■ PAGE TEXT
======

Mind projection fallacy: i.e. because this belief matters to me, it’s relevant to everyone – and my opinion is worth more than your facts. “I believe quantum theory proves magic, and my opinion is just as valid as any scientist’s”. No, no, it’s not. Come back when you’ve studied quantum theory to doctorate level. In the meantime, I’ll be listening to the experts.

False equivalence: “Homeopathy causes a quantum leap in a person’s physiology” (a direct quote from someone I know) – using the term in a way that scientists don’t use it, and confusing two different meanings of the word in the process. Here, the informal term ‘quantum leap’ has nothing to do with the physics term ‘quantum’. The statement is basically nonsense. (Sorry.)

I suspect there are many more logical fallicies in these arguments that I haven’t spotted yet. Have you seen any others? Let me know!

Your Mind Turned To Mush

You have an amazing mind. We all do. We’ve all won the lottery when it comes to consciousness, to quote Simon Clare. Evolution, one of the most exciting processes on the planet, has gifted us with thinking minds. Unfortunately, human beings get very attached to our irrational beliefs, again for reasons of evolution and our past survival. In the distant past, being able to see the pattern of a tiger moving between the trees was probably vital for our survival. Now, though, we hang on to that pattern-finding faculty even when it’s not necessary. We see patterns and call them magic. And we have all the right in the world to believe in magic. (I do!) What we can’t do, because we’ll never succeed, is argue that there is objective proof of that magic in science.

======

■ DATA RECORDS
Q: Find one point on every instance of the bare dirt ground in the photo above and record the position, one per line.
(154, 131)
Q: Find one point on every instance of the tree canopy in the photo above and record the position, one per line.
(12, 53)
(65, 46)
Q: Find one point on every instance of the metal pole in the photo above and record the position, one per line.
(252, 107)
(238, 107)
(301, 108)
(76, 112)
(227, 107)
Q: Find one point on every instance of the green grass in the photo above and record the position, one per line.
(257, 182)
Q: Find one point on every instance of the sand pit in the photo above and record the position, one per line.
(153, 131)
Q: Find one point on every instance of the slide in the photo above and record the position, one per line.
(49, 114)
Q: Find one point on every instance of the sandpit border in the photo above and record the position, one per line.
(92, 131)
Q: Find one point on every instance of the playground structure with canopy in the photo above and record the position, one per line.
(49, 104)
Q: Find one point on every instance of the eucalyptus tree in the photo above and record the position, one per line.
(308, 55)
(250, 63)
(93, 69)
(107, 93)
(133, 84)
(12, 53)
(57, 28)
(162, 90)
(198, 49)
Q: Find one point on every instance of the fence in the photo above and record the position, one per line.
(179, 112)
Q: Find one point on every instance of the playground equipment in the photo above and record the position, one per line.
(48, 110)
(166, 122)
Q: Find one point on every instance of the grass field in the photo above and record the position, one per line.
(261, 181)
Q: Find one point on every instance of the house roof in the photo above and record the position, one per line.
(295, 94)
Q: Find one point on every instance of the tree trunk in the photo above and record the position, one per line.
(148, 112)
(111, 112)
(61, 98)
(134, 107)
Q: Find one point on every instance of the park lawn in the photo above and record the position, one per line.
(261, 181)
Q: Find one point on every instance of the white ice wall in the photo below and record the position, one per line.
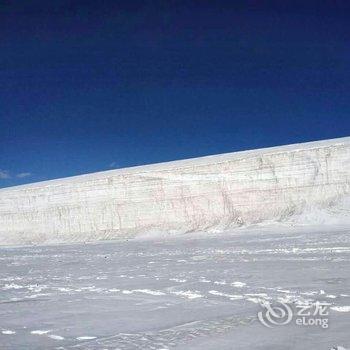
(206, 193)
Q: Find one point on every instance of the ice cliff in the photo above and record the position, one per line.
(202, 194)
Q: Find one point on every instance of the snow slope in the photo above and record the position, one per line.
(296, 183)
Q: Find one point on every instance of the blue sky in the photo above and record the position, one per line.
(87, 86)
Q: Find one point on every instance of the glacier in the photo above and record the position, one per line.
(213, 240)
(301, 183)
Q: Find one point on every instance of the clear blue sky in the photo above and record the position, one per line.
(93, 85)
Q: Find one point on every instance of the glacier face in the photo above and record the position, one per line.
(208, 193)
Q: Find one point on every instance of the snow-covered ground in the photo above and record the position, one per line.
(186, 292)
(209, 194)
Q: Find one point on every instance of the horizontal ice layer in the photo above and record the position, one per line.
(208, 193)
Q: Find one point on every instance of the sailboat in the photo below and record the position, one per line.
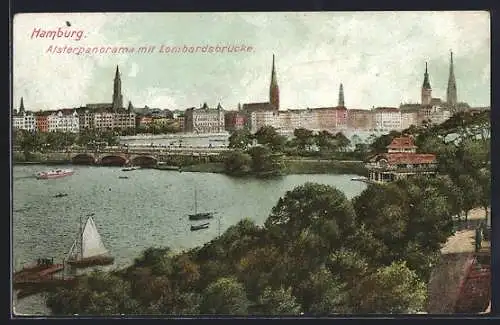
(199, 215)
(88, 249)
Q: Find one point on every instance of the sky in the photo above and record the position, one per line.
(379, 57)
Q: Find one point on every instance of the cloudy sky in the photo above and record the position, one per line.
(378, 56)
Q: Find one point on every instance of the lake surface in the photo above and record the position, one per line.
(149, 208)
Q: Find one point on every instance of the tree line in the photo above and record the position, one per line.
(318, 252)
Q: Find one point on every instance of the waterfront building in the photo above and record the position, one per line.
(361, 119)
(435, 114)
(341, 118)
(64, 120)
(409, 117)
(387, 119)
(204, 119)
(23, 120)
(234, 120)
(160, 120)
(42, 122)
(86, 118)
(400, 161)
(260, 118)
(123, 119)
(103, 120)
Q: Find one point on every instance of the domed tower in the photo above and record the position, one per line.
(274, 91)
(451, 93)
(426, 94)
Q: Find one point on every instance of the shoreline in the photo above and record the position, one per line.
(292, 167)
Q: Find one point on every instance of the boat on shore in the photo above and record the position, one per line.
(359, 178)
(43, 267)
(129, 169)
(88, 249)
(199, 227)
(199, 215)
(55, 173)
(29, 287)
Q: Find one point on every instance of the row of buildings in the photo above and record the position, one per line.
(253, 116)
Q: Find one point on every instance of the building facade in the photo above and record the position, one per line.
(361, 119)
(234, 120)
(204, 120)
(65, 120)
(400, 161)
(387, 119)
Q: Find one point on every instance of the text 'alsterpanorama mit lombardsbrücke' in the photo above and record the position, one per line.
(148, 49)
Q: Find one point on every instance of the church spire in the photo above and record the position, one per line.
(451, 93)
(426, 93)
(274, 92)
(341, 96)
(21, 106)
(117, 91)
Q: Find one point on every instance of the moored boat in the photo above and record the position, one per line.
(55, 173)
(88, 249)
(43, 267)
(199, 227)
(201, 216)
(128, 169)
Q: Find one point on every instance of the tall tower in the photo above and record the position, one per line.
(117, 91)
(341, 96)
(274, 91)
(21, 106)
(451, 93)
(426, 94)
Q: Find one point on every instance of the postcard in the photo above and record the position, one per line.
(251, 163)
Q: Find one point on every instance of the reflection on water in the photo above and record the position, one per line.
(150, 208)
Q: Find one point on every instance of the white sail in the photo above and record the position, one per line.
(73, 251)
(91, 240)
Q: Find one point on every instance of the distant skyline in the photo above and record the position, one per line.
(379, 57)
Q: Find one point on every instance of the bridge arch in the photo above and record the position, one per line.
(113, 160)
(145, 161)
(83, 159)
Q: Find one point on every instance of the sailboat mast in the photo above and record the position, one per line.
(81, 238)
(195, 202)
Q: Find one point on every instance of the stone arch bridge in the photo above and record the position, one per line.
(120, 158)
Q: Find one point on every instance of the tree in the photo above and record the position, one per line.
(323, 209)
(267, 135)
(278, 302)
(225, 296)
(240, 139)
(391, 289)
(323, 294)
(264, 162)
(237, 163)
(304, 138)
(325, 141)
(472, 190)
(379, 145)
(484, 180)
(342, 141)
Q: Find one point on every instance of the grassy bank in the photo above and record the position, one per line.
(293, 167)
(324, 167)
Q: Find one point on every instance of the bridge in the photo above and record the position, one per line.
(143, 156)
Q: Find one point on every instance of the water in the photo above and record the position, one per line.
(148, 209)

======

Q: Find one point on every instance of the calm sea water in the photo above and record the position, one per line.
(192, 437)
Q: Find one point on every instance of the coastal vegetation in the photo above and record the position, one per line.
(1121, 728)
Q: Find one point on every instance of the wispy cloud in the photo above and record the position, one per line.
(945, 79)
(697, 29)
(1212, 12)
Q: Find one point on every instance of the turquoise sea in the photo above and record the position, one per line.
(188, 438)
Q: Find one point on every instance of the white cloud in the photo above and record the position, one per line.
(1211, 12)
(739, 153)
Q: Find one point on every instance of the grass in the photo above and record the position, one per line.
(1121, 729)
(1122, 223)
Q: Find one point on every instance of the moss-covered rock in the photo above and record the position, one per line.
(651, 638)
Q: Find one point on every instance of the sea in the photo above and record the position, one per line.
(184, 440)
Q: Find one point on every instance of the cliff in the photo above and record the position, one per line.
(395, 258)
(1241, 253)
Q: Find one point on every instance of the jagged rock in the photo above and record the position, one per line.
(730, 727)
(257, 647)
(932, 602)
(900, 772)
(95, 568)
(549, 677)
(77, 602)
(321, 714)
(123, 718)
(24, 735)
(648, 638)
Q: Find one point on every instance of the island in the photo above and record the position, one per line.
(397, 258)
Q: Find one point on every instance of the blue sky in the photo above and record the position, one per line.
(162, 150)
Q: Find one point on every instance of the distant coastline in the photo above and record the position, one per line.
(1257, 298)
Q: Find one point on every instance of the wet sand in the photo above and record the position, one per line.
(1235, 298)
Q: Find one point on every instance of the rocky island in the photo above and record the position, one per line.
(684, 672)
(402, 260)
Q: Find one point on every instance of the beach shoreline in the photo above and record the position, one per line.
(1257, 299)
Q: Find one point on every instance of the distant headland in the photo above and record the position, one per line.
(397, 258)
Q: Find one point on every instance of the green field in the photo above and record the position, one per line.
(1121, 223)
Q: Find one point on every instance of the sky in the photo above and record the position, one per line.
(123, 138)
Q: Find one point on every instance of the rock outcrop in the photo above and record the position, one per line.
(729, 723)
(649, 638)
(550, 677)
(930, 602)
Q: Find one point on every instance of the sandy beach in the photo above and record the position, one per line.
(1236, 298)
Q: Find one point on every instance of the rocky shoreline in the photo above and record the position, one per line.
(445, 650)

======

■ WHAT IS BEING ASKED
Translate this sentence from the text on logical fallacies into Spanish: "Evolution, one of the most exciting processes on the planet, has gifted us with thinking minds." The records play no part in this work.

■ OUTPUT OF THE TASK
La evolución, uno de los procesos más emocionantes del planeta, nos ha regalado mentes pensantes.